■ Excerpt to read:
————————
Bug #849
closeddomain controller "hot fail over" can take forever
0%
Description
Recent testing at Nexenta uncovered a flaw in the fix for:
http://bugs.opensolaris.org/bugdatabase/view_bug.do?bug_id=6779186
(need domain controller hot failover)
The new smbd_dc_monitor thread appears to get stuck,
taking a long time to give up on the current DC and
pick a new one. Can take hours.
Updated by Gordon Ross about 12 years ago
- Subject changed from domain controller "hot fail over" fails to domain controller "hot fail over" sometimes fails
Updated by Gordon Ross about 12 years ago
It appears the cause of the smbd_dc_monitor thread getting stuck is
contention for the mutex smbrdr_screate_mtx in
usr/src/lib/smbsrv/libsmbrdr/common/smbrdr_session.c
Anything attempting to use this connection will hold that mutex
for the duration of the connection setup attempt, which may take
several minutes before it fails and gives up the mutex.
————————
■ Jobs:
1) In the listing below, copy out everything from the line containing "[trace] woman's eye" down to the line containing "POLYGON ((382 215, 379", including both of those lines, and omit the pictures.
2) Carry on the bug report about the stuck domain controller failover from its last line.
————————
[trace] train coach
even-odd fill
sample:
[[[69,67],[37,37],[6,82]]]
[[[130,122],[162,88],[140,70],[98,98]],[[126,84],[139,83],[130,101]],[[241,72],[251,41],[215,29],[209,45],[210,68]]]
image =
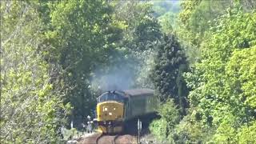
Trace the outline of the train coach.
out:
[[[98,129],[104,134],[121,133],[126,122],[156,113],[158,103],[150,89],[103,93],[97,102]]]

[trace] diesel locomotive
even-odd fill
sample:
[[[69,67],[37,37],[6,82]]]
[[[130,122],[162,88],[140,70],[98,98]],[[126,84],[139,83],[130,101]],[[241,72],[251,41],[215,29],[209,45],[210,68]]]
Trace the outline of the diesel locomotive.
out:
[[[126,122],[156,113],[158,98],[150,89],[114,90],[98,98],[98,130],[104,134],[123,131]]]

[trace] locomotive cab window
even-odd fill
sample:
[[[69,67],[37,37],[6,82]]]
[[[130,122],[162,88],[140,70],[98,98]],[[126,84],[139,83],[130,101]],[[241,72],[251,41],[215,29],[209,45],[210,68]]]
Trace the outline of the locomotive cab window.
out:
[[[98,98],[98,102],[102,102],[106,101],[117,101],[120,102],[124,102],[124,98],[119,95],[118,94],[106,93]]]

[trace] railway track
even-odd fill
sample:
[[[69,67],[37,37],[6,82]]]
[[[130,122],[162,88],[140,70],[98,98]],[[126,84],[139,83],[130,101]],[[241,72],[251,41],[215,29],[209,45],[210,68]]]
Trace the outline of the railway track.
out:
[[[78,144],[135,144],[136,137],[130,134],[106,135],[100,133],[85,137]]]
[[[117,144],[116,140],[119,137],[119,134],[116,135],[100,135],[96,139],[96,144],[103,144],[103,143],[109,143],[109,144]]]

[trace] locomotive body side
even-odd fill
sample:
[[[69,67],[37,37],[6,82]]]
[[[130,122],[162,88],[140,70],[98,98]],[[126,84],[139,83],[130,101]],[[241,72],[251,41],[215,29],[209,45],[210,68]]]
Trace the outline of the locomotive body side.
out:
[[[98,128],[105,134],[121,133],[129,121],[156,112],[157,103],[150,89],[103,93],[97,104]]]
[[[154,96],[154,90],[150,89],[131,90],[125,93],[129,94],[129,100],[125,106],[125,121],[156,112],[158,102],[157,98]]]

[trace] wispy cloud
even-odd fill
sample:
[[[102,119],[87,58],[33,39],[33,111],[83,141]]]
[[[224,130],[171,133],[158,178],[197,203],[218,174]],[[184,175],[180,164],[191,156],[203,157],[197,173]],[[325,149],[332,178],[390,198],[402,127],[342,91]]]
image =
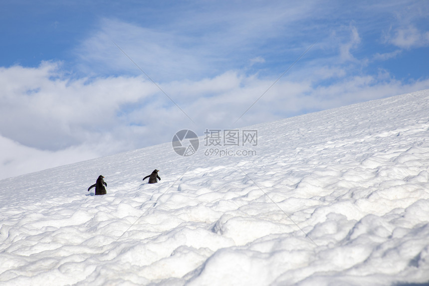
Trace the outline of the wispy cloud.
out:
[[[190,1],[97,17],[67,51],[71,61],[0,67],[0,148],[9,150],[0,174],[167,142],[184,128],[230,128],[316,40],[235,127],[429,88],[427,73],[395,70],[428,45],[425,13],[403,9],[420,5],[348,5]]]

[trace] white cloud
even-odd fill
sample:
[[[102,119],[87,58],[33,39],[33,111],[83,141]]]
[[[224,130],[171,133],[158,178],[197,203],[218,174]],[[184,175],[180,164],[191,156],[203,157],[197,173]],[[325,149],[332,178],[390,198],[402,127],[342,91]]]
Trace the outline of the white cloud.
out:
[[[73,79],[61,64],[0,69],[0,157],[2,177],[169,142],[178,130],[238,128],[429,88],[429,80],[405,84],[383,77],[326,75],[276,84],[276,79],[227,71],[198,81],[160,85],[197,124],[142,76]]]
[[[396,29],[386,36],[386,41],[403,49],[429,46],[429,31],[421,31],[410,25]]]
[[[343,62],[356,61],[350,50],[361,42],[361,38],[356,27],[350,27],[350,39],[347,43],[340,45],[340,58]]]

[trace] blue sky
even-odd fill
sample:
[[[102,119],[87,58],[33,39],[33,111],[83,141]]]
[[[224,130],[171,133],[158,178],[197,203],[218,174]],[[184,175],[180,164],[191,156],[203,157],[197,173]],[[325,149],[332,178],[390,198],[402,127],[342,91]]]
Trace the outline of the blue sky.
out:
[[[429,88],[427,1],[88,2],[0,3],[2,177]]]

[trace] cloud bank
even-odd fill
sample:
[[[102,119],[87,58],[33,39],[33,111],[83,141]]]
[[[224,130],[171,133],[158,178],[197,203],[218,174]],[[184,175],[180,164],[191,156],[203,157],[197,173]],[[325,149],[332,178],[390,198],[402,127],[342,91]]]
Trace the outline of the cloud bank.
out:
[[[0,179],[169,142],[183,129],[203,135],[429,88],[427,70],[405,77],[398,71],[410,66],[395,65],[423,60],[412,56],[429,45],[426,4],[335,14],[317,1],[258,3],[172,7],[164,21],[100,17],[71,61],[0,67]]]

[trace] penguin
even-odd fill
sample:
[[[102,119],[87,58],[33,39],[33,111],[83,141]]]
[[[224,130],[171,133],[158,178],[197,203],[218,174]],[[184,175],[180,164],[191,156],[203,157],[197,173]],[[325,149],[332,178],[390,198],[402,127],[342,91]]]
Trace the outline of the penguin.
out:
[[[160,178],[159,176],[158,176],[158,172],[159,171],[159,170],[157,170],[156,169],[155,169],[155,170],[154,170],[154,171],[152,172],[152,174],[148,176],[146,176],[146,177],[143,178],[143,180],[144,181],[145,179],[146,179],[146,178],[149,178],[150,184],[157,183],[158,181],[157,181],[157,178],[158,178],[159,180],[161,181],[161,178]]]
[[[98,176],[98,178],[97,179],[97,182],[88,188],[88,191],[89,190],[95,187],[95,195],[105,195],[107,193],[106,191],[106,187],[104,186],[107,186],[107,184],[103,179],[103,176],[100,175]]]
————————
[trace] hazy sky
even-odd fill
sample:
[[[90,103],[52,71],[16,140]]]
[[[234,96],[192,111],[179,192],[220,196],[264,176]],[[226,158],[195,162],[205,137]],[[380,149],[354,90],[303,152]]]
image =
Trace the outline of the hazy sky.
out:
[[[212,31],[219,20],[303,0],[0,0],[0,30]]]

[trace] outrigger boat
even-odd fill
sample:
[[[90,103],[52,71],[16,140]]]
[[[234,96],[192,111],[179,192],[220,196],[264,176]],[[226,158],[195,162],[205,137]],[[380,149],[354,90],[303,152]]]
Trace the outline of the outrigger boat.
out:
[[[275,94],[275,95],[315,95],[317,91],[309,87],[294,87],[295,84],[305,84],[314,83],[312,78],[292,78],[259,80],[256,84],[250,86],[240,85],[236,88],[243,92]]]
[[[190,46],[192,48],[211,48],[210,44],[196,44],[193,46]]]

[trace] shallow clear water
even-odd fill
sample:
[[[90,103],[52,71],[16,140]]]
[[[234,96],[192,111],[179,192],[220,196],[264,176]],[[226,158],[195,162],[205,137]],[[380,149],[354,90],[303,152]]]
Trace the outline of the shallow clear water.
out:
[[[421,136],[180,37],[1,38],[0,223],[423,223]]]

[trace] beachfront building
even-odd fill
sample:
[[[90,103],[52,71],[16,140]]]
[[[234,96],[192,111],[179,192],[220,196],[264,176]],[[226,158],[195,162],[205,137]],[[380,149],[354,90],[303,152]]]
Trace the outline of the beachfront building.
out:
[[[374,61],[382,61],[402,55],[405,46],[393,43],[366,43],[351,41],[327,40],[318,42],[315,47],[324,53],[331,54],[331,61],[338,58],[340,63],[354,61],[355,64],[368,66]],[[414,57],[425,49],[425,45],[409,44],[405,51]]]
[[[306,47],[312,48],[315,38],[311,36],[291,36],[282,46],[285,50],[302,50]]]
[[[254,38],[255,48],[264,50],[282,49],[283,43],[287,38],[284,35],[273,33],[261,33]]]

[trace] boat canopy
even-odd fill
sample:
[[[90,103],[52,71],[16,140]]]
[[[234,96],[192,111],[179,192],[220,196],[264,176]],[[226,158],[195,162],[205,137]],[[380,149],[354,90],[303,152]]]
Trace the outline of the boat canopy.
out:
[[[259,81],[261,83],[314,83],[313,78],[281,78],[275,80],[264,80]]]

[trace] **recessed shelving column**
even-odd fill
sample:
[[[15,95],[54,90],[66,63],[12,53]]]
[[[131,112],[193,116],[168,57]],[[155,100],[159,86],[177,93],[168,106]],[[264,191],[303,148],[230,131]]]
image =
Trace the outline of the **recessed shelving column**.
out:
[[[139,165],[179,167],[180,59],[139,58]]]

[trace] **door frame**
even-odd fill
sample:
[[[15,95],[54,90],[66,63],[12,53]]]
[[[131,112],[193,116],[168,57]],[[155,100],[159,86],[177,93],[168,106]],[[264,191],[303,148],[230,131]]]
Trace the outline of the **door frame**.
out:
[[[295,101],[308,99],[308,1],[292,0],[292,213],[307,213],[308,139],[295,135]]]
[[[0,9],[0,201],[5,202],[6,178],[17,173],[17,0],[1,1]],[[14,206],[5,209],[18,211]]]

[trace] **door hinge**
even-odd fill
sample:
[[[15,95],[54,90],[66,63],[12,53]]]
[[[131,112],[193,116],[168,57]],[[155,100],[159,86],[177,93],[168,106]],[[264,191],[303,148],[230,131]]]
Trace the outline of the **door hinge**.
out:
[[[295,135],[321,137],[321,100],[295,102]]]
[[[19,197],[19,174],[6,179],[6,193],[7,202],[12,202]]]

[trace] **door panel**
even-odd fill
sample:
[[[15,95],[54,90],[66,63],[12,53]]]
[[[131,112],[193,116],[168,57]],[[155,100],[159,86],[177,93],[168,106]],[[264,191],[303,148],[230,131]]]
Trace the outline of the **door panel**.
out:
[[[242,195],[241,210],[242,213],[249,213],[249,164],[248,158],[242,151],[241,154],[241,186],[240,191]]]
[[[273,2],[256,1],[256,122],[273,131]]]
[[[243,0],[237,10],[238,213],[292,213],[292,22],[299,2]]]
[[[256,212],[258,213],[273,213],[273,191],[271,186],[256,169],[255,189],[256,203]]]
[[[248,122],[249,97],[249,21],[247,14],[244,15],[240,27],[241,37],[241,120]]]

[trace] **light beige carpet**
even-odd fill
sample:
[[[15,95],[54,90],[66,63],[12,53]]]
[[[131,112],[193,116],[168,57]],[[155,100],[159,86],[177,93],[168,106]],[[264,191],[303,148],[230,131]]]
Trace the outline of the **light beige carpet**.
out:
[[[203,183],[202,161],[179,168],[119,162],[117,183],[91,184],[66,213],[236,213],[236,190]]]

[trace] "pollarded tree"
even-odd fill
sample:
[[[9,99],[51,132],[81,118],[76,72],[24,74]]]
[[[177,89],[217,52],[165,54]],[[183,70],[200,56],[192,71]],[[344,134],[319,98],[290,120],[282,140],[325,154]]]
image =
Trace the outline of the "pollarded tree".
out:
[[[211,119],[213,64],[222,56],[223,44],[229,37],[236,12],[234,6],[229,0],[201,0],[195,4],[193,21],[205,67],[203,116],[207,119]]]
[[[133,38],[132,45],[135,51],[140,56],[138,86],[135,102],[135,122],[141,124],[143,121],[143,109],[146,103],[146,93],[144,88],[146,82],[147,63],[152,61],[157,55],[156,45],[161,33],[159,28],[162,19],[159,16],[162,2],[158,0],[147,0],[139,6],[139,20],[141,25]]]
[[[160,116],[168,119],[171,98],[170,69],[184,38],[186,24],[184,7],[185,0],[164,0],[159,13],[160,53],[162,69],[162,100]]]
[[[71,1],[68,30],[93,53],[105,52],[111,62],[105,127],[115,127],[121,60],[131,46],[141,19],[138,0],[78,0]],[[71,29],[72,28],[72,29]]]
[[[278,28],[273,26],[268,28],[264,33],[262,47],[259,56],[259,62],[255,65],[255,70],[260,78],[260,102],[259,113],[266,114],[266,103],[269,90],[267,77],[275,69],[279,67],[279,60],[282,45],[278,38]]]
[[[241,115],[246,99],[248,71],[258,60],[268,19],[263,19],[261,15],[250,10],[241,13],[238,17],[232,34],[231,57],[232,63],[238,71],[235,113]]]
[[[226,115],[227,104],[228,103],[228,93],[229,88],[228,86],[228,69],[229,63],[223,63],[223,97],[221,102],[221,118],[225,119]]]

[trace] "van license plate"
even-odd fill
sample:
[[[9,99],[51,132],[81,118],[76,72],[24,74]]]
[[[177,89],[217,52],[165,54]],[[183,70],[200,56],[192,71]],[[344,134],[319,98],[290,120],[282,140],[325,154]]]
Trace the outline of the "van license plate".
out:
————————
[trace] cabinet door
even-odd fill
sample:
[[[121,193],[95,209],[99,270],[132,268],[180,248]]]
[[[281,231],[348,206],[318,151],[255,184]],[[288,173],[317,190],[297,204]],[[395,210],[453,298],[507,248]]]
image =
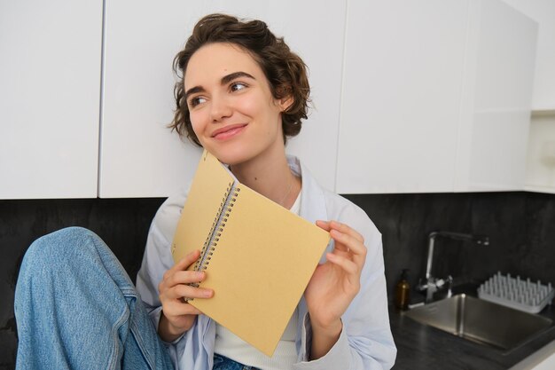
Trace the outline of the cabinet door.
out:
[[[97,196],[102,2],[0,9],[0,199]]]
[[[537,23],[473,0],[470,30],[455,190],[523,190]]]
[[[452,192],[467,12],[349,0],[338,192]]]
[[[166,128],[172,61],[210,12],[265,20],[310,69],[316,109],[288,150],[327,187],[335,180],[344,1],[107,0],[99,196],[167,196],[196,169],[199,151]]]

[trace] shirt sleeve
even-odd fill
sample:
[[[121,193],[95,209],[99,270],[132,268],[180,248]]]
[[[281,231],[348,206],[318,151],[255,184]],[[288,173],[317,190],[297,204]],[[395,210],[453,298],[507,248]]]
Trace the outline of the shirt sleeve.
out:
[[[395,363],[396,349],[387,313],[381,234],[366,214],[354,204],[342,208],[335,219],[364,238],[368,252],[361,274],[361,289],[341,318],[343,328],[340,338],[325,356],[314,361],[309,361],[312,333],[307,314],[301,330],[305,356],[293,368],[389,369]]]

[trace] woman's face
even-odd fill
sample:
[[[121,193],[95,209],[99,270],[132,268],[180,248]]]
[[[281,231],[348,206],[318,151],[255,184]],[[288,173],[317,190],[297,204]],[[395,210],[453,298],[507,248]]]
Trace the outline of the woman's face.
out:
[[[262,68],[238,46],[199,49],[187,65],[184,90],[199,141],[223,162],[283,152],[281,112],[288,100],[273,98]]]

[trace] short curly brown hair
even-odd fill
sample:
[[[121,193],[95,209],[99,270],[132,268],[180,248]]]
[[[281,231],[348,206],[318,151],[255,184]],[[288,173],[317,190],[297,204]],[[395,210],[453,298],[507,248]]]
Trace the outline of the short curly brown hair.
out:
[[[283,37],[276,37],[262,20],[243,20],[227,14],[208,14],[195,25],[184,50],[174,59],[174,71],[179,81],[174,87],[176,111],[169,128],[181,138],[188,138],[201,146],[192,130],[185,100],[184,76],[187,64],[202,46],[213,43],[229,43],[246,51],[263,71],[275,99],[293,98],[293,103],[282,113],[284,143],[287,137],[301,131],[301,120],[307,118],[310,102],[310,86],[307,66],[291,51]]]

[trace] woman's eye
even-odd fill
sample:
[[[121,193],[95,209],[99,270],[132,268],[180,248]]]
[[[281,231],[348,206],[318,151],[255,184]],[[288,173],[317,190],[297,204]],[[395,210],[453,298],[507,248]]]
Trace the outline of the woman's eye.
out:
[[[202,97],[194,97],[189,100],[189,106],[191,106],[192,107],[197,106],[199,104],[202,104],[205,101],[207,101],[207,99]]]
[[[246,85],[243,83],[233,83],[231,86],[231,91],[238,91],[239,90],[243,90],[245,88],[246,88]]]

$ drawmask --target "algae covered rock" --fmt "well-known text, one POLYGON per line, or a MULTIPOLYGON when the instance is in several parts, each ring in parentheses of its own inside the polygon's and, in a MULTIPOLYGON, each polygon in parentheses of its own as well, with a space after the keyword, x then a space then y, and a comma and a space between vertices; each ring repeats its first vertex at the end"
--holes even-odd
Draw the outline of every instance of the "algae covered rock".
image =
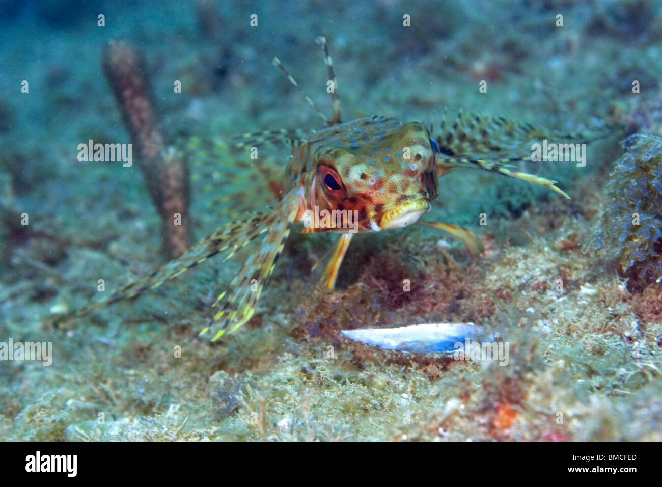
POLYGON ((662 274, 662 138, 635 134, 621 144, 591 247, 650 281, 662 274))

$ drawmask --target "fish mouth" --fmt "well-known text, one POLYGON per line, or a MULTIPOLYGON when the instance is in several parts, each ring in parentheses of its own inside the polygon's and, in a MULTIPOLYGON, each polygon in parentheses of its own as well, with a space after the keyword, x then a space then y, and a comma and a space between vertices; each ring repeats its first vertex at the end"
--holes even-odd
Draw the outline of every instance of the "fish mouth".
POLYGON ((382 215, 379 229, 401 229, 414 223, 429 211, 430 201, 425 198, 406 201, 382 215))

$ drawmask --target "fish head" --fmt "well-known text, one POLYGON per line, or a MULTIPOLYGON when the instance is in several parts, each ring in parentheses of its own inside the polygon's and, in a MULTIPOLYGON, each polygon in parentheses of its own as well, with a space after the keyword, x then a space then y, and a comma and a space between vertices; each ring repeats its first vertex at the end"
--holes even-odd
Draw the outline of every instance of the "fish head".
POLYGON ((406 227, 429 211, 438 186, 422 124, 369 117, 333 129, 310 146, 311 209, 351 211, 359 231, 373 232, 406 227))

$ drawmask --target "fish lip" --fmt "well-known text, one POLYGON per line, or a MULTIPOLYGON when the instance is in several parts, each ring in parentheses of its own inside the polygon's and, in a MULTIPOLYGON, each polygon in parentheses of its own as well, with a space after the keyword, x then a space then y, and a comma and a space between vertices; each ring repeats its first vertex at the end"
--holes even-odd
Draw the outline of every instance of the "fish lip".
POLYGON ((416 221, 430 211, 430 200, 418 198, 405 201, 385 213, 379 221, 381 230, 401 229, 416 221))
————————
■ Exercise responses:
1)
[trace] woman's eye
even-odd fill
sample:
[[[121,193],[95,209],[99,270],[132,268],[180,248]]]
[[[281,231],[348,206],[318,151],[255,184]],[[288,173],[317,190],[297,204]],[[395,210],[453,298],[507,248]]]
Trace the outline of the woman's eye.
out:
[[[202,97],[194,97],[189,100],[189,106],[191,106],[192,107],[197,106],[199,104],[202,104],[205,101],[207,101],[207,99]]]
[[[246,85],[243,83],[233,83],[231,86],[231,91],[238,91],[239,90],[243,90],[245,88],[246,88]]]

$ drawmask --target "algae covered rock" --fmt "well-known text, one POLYGON per line, or a MULTIPOLYGON when the instance is in several parts, each ring in parentheses of its own inside the polygon's and, in a MULTIPOLYGON, each polygon in parentheses of its own as well, with a space after the keyword, x then a space then y, and a comma and a space between vertices; each ring repeats its first vertex at the end"
--holes even-odd
Draw the outline of every instance of the "algae covered rock".
image =
POLYGON ((662 274, 662 138, 635 134, 621 144, 591 247, 650 281, 662 274))

$ drawmask --target "fish mouth" --fmt "well-known text, one POLYGON per line, or a MULTIPOLYGON when the instance is in several parts, each ring in parentheses of its own inside the polygon's and, in a MULTIPOLYGON, each polygon in parentheses of its own as well, with a space after the keyword, x then a space then y, and a comma and a space between vertices; each ring repeats its first vertex at the end"
--holes even-odd
Draw the outline of every instance of the "fish mouth".
POLYGON ((382 215, 379 229, 401 229, 414 223, 429 211, 430 201, 425 198, 406 201, 382 215))

2)
Updated by Gordon Ross about 12 years ago
The things most often blocking progress of smb_ddiscover_main were:
1: libmlsvc: netlogon_logon(), trying to open a pipe to the current DC.
2: smbd: smbd_dc_monitor() / dssetup_check_service() ditto, and
3: occasionally: mlsvc_timecheck(), opening /pipe/srvsvc to the DC.
For now, make all of these "give way" to the dc location thread,
because that will sometimes change who these other threads
will try to communicate with.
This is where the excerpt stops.